(Beginning of TEXT SECTION)
The heat index was approaching 100 degrees the first day I went under the car to try to remove the old center pipe. The spring bolts would just not budge no matter how much oil, heat and/or pressure was applied and I wasn’t sure what to do next. Pete, my brother-in-law, explained that I needed some sort of power tool. So we went to the store with my daughter in tow, who has and will spend a lot of time in hardware stores, and bought an angle grinder and a sawzall. If the angle grinder didn’t work, the sawzall would. These bolts had no chance.

I wouldn’t have time to do this until the following day, which meant I was up half the night thinking it through. First this, then that, then this. Follow the steps, have a contingency plan. Be bold. You’re scared, but don’t be, it’s just metal, it’s knowable. Do this with the confidence of your late father-in-law.

The next day felt liminal. The temperature had dropped to something comfortable rather than scorching and I had an entire afternoon marked off for the repair.

The angle grinder made short work of the seized bolts connecting the muffler. The old center pipe was free. Then I ground down the failed welding job on the catalytic convertor and smoothed it out, taking care to do it right.

This was working, it was going to work. Somehow this was going to work.

I starting thinking of the time Tim and I spent hours on our backs beneath a different car in a different summer day looking at a different problem. Between us was a stack of pipes and clamps of different sizes. We were trying various configurations wondering which combination would attach the new-to-us muffler to the car. After a while I picked the muffler up just to see how close the pipes were and realized that it slipped right on with no issues. No convertor needed. We’d made a mountain out of a molehill.

We laughed then and that was the first time he looked at me like maybe I wasn’t a lost cause.

Back in the present I smiled, manage to put the pipe in upside down, laughed at my mistake, pulled the part back off the hangers, flipped it around while hitting myself in the face with it and laughed at that too. Tim never took himself that seriously either, not getting too full of yourself is part of car repairs. Then I put it right side up on the hangers, tightened up the bolts on the catalytic converter side, and then on the muffler side and it was done.
(End of TEXT SECTION)
◆ **GOAL OF THE EXERCISE**
Write out the stretch of the exhaust repair account above from "The angle grinder made" through "do it right.", word for word.
(Beginning of PROVIDED DATA)
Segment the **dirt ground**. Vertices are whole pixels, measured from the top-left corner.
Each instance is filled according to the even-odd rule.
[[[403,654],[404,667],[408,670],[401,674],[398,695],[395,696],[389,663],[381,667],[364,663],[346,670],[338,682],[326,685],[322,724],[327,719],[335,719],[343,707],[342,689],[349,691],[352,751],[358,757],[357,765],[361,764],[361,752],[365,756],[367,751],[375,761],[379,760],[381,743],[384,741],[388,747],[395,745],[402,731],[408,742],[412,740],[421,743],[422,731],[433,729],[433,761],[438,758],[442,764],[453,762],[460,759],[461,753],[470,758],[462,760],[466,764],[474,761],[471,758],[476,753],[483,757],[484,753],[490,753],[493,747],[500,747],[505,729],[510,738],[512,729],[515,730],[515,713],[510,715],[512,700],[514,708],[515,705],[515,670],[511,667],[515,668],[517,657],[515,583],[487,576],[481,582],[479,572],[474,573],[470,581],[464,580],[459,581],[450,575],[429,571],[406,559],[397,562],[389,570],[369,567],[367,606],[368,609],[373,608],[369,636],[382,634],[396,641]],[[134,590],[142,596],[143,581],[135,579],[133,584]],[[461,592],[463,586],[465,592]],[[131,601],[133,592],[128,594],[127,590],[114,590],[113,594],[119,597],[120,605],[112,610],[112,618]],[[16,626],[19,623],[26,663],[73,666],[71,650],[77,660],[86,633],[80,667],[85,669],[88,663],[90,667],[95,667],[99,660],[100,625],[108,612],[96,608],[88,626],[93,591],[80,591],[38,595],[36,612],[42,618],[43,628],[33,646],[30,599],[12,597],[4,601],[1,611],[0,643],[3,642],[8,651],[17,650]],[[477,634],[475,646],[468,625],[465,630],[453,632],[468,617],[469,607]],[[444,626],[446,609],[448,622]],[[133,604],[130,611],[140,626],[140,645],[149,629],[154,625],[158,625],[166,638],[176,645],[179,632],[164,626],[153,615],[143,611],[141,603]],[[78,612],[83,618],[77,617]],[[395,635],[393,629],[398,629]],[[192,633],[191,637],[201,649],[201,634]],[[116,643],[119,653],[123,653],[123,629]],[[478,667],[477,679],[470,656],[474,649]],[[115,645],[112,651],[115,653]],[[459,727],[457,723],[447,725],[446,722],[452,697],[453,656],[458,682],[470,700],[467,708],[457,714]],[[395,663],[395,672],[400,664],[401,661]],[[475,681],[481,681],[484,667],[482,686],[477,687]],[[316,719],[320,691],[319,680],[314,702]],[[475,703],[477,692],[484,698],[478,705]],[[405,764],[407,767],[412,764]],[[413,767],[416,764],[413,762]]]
(End of PROVIDED DATA)
◆ **YOUR SOLUTION**
The angle grinder made short work of the seized bolts connecting the muffler. The old center pipe was free. Then I ground down the failed welding job on the catalytic convertor and smoothed it out, taking care to do it right.